⟨

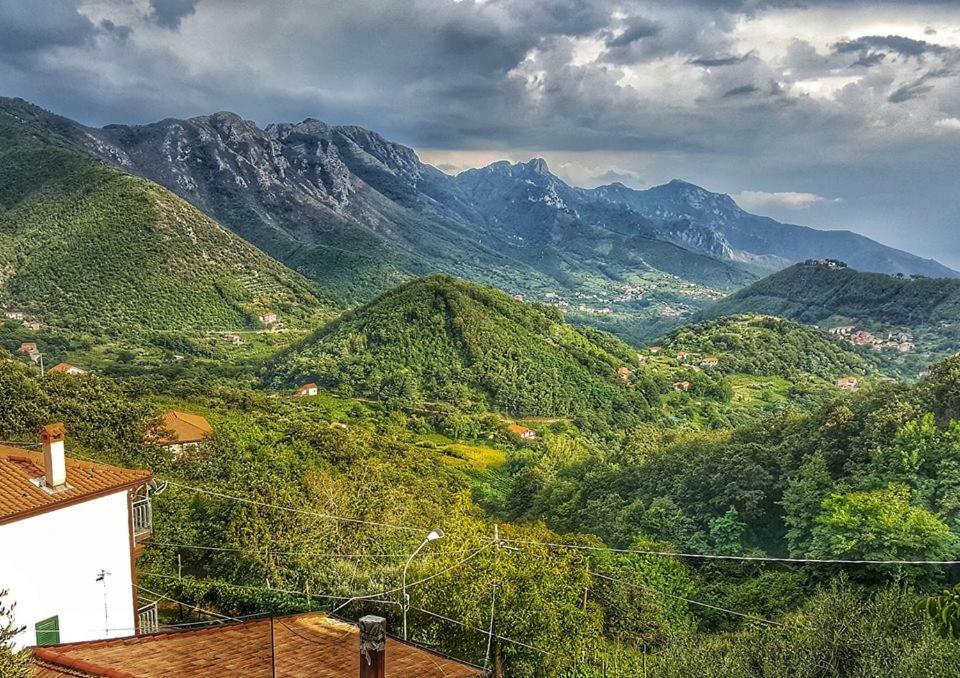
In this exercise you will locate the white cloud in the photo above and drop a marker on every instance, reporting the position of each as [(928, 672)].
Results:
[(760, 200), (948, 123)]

⟩
⟨

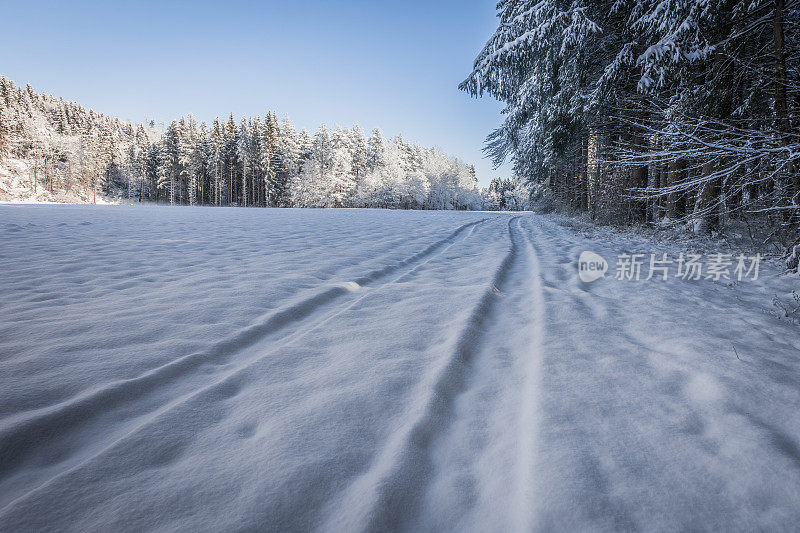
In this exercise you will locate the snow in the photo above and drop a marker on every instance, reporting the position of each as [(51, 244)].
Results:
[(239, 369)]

⟩
⟨

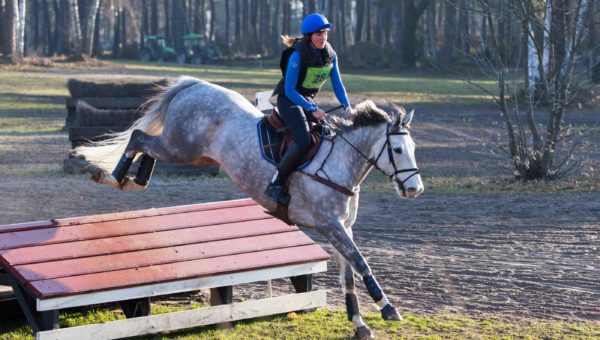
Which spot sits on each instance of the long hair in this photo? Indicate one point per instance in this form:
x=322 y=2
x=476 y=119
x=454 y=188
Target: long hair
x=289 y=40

⟩

▸ ACTIVITY
In the entries above, identify each line that includes the string "marker", then copy it.

▸ ANSWER TO THIS EXERCISE
In this exercise you will locate the white cloud in the photo above and drop a marker on every instance, reporting the position of each as [(928, 672)].
In this exercise you will locate the snow in the photo above and drop a marker on every instance, reporting the position of each as [(51, 244)].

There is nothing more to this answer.